Set down exactly the lines from the one containing "Q: For every instance of the fence post" through the end of the records below, both included, and nothing else.
* * * *
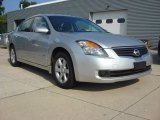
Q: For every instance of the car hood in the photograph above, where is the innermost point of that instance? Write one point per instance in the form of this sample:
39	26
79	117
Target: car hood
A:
105	40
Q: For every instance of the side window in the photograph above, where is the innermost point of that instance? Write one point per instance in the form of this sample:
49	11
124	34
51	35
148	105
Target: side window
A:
25	26
98	21
84	26
121	20
39	22
109	21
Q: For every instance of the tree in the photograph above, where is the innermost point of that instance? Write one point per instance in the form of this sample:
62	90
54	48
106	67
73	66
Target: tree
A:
3	24
1	8
25	3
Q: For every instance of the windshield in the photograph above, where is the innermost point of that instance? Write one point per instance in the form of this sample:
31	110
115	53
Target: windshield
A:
73	24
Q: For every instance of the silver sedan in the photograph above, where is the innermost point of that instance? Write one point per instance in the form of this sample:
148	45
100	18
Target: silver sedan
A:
75	49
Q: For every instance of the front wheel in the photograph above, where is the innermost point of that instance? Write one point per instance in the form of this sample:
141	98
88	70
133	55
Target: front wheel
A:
62	70
13	57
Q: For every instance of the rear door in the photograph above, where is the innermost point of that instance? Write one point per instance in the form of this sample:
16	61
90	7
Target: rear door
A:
21	38
39	43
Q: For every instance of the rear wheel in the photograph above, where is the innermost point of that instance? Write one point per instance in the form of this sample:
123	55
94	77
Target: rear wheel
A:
62	70
13	57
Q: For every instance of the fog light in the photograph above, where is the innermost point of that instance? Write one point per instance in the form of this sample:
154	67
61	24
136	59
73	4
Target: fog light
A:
104	73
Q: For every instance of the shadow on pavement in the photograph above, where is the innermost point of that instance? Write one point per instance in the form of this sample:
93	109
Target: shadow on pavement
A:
104	86
80	85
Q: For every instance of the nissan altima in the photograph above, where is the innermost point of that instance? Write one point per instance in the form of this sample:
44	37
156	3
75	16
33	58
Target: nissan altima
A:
75	49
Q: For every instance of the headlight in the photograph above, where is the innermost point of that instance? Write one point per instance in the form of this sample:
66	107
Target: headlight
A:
91	48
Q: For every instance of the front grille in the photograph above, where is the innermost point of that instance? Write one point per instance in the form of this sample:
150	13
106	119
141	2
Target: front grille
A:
129	51
120	73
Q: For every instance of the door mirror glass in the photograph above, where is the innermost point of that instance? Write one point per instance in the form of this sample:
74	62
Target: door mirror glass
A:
42	29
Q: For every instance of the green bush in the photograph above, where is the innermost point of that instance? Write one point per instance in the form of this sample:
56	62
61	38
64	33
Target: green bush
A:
3	24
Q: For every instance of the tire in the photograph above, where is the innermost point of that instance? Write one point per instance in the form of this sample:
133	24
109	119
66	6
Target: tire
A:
13	57
62	70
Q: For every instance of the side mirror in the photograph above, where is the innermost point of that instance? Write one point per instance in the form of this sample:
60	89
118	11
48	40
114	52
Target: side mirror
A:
42	30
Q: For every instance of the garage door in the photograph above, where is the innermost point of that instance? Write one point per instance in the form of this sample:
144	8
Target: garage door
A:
113	21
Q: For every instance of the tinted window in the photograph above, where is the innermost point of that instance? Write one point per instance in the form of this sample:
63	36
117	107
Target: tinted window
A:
26	26
121	20
73	24
98	21
109	21
39	22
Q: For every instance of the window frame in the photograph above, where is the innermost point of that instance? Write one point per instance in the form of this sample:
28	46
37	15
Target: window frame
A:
30	26
109	20
47	24
98	22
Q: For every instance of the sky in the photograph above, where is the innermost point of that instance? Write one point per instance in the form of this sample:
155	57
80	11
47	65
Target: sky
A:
12	5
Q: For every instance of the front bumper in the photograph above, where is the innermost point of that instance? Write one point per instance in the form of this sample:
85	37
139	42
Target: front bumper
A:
87	69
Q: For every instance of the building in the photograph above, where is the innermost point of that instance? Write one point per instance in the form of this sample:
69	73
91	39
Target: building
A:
135	18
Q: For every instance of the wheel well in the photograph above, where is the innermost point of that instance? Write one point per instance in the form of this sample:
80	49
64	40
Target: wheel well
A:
60	49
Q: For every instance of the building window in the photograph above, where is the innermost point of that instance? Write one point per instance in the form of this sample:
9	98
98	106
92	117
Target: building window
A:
109	21
121	20
98	21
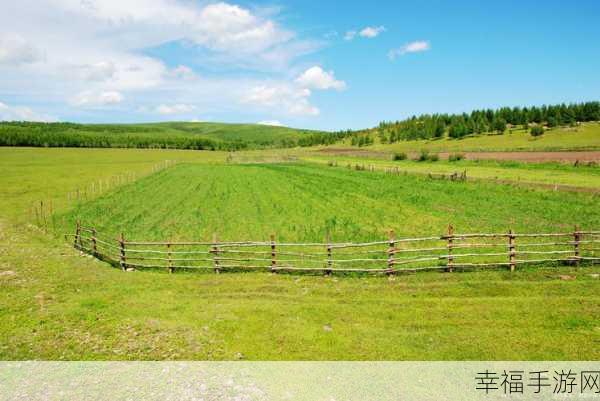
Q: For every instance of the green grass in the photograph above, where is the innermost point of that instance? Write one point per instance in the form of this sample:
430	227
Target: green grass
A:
584	137
549	174
305	202
55	304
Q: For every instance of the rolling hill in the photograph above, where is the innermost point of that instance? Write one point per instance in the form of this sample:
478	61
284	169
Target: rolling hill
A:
172	135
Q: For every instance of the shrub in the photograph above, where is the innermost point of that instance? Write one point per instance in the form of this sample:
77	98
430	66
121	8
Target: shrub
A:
456	157
423	156
537	130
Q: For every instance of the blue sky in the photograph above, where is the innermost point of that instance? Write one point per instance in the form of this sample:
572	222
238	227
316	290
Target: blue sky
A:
297	63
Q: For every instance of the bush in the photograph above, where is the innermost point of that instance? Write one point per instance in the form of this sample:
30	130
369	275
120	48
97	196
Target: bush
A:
423	156
537	130
456	157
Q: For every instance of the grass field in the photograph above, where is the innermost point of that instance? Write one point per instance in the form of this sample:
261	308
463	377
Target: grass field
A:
56	304
584	137
549	174
305	202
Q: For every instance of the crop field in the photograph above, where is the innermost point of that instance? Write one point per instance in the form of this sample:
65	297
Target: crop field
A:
306	202
58	304
584	137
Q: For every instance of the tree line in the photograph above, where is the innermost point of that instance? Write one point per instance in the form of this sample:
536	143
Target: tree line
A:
131	136
432	126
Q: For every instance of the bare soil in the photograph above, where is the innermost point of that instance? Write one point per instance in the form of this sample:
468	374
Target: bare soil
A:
532	157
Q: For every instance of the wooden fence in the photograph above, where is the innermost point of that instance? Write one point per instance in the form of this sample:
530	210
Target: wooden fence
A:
446	252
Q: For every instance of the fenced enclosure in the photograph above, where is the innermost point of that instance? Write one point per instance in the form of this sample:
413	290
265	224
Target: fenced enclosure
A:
447	252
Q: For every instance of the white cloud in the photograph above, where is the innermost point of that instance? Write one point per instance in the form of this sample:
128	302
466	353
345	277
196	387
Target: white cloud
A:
371	32
19	113
182	72
97	99
274	123
412	47
15	50
316	78
100	71
109	62
179	108
292	100
349	35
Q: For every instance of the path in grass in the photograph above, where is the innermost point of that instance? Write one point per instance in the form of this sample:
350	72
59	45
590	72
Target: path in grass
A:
305	202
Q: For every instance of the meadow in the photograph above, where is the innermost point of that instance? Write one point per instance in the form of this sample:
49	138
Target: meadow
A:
583	177
307	202
58	304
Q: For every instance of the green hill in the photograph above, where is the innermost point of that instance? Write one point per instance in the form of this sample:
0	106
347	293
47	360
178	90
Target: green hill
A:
172	135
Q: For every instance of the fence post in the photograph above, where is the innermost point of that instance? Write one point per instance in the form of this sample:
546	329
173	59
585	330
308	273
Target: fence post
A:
329	256
44	221
122	259
170	261
391	253
94	245
215	252
77	234
450	237
273	255
576	239
511	250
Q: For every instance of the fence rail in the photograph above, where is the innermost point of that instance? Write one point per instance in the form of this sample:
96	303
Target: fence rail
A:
447	252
* * * *
> **Completed exercise**
Q: For every instance of the fence post in the photograph above, where is the innermost point of that instance? Write one point per instance in the form of this sample:
546	329
173	59
585	330
308	273
Target: fence post
A:
329	256
44	221
122	259
170	261
391	253
94	245
215	252
77	234
450	237
273	255
576	239
511	250
Q: For every instance of the fence rail in the photograph above, where is the innermost point of that instance? Write one point per instance in the form of this sample:
96	303
Target: fence rail
A:
447	252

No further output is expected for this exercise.